* **Directions for this task**:
Please reproduce word for word the stretch of the court opinion below from "Kenneth A. Novikoff, Rivkin" through "replead the claim.".

* **Text excerpt**:
::::::::::
Lisa Caldwell, Newark, DE, pro se.

Kenneth A. Novikoff, Rivkin Radler, LLP, Uniondale, NY, for the Defendants.

MEMORANDUM AND ORDER

JOSEPH F. BIANCO, District Judge:

Before the Court are plaintiffs Ken and Lisa Caldwell's (plaintiffs or “the Caldwells”) objections to a Report and Recommendation (“R & R”) issued by Magistrate Judge Wall. The R & R recommends the Court grant defendants' motion for judgment on the pleadings and deny plaintiffs' motion to amend their complaint. For the reasons set forth below the Court adopts the well-reasoned and thorough R & R, except its recommendation regarding plaintiffs' Fair Credit Reporting Act Claim. Although the Court agrees that the FCRA claim should be dismissed, the Court will give plaintiffs the opportunity to replead the claim.

I. Background

Plaintiffs Ken and Lisa Caldwell, who are proceeding pro se, filed the complaint in this case on October 7, 2008 against defendants Gutman, Mintz, Baker, & Sonnenfeldt P.C. (Gutman); Russell Polirer; Fairfield Presidential Associates (“FPA”); Lightstone Group; Fairfield Presidential Management Corporation (“FPMC”); David Lichtenstein; and Debbie Ketay. Plaintiffs allege numerous federal and state claims, including: (1) violations of the Fair Debt Collection Practices Act, 15 U.S.C. § 1692 et seq.; (2) violations of the Fair Credit Reporting Act, 15 U.S.C. § 1681 et seq.; (3) violations of New York General Business Law § 349; (4) malicious prosecution; (5) abuse of process; (6) wrongful use of a civil proceeding; (7) violations of Federal Rule of Civil Procedure 11; (8) violations of the federal criminal false statements statute, 18 U.S.C. § 1001; and (9) federal criminal mail fraud, apparently under an “honest services” theory, pursuant to 18 U.S.C. § 1341 and § 1346.

Gutman and Polirer answered the complaint on November 26, 2008. FPA, Lightstone Group, FPMC, Lichtenstein, and Ketay answered on December 10, 2008. On May 5, 2009, all defendants notified the Court that they intended to move for judgment on the pleadings, and the Court issued a briefing schedule that same day. On May 29, 2009, plaintiffs filed a letter motion seeking leave to file an amended complaint. On June 2, 2009, in accordance with the briefing schedule previously issued by the Court, defendants filed their motion for judgment on the pleadings. On November 6, 2009, this Court referred defendants' motion to Magistrate Judge Wall for an R & R. On January 27, 2010, Magistrate Judge Wall recommended that defendants be granted judgment on the pleadings and also recommended sua sponte, that plaintiffs' motion to amend their complaint be denied. Defendants served plaintiffs with the R & R by mail on February 3, 2010. On February 18, 2010, this Court received objections to the R & R from plaintiffs.
::::::::::
* **Supplied information**:
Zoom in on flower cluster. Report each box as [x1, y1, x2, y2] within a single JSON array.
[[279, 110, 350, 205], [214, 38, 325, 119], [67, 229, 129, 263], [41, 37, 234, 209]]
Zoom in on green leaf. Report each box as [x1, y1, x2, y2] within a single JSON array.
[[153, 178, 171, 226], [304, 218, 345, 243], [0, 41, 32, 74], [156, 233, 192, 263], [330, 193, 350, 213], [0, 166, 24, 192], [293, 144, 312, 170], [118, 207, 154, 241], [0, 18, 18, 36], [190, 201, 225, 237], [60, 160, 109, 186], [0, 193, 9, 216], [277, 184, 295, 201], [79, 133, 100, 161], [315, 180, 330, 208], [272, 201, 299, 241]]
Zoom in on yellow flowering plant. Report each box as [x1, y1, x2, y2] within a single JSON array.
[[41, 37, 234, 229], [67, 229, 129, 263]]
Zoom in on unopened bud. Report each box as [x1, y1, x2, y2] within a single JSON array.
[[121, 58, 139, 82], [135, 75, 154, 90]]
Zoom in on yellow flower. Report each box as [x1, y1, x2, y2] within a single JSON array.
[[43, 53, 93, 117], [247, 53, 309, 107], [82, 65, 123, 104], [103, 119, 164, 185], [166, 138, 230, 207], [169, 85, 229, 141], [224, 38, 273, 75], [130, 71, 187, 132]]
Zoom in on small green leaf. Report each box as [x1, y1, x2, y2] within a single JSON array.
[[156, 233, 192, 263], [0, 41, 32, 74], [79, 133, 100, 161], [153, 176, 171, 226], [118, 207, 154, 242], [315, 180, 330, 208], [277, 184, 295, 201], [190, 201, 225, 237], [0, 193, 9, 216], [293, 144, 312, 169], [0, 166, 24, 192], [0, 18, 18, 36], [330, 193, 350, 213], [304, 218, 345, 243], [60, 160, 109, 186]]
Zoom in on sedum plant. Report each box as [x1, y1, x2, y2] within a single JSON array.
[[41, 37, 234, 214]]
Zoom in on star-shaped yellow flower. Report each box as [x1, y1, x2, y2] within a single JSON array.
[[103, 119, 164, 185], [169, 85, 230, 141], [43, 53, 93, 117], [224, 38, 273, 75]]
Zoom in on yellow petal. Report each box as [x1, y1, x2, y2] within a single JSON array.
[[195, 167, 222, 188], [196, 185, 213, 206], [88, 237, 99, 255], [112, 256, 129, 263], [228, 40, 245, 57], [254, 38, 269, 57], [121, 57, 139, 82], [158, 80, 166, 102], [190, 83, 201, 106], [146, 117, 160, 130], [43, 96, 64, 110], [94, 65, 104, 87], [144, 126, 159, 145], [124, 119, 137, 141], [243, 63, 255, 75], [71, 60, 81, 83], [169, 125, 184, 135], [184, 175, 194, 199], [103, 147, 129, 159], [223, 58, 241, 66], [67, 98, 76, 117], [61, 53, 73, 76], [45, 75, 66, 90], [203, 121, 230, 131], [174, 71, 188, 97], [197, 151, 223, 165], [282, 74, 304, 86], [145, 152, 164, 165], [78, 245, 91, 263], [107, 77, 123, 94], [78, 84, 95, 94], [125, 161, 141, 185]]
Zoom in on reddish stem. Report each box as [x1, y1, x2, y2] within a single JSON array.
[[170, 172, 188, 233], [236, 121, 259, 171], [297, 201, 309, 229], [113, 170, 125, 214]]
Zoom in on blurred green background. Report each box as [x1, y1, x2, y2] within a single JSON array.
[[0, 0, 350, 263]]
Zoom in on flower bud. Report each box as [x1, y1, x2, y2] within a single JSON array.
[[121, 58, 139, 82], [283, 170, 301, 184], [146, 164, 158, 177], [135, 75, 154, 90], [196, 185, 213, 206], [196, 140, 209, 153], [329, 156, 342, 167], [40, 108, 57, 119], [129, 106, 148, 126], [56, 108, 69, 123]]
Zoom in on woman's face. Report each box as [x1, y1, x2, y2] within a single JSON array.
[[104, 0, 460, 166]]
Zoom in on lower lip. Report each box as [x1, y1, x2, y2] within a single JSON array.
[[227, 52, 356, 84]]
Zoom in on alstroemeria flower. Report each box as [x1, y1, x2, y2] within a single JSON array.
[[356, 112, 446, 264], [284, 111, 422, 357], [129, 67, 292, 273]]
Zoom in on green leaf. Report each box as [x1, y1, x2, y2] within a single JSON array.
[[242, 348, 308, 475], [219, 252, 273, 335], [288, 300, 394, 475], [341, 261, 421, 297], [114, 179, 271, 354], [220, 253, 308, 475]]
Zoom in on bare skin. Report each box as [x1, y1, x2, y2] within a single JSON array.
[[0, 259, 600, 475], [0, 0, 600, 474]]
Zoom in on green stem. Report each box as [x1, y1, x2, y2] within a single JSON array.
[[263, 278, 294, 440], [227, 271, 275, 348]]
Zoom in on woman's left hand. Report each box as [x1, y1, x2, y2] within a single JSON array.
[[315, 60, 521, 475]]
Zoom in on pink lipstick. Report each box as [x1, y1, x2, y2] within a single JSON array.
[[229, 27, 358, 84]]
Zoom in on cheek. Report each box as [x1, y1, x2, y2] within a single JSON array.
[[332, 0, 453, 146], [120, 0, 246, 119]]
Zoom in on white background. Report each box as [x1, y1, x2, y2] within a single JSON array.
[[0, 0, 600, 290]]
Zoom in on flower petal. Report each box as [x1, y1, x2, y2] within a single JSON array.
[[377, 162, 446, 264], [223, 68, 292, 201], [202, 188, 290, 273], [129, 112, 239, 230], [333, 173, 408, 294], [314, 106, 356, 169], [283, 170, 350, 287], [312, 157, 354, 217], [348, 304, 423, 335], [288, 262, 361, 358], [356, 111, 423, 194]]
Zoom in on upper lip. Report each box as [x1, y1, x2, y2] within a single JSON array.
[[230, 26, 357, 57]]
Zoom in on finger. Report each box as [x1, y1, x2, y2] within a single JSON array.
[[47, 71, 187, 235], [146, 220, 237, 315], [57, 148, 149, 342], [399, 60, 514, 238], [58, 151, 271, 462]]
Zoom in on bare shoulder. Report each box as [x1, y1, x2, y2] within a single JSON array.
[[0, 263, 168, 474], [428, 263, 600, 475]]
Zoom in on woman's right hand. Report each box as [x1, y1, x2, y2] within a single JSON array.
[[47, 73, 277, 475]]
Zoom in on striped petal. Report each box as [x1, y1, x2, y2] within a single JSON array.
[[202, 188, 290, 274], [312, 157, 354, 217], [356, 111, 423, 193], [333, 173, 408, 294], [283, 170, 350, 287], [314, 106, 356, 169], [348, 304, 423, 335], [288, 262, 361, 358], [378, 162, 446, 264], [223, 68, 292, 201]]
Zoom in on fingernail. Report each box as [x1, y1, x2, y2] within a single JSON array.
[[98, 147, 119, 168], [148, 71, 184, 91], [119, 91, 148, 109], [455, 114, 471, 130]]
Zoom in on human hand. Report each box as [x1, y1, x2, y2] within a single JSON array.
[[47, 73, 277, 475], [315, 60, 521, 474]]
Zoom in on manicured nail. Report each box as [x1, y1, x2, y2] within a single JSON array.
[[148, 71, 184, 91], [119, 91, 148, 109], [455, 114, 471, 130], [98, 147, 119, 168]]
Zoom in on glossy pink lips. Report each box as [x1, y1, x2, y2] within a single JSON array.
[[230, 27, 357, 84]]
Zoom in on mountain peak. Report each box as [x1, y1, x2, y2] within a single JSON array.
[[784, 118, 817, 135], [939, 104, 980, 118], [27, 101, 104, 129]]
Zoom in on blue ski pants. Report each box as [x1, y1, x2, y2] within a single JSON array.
::::::::::
* **Full output**:
Kenneth A. Novikoff, Rivkin Radler, LLP, Uniondale, NY, for the Defendants.

MEMORANDUM AND ORDER

JOSEPH F. BIANCO, District Judge:

Before the Court are plaintiffs Ken and Lisa Caldwell's (plaintiffs or “the Caldwells”) objections to a Report and Recommendation (“R & R”) issued by Magistrate Judge Wall. The R & R recommends the Court grant defendants' motion for judgment on the pleadings and deny plaintiffs' motion to amend their complaint. For the reasons set forth below the Court adopts the well-reasoned and thorough R & R, except its recommendation regarding plaintiffs' Fair Credit Reporting Act Claim. Although the Court agrees that the FCRA claim should be dismissed, the Court will give plaintiffs the opportunity to replead the claim.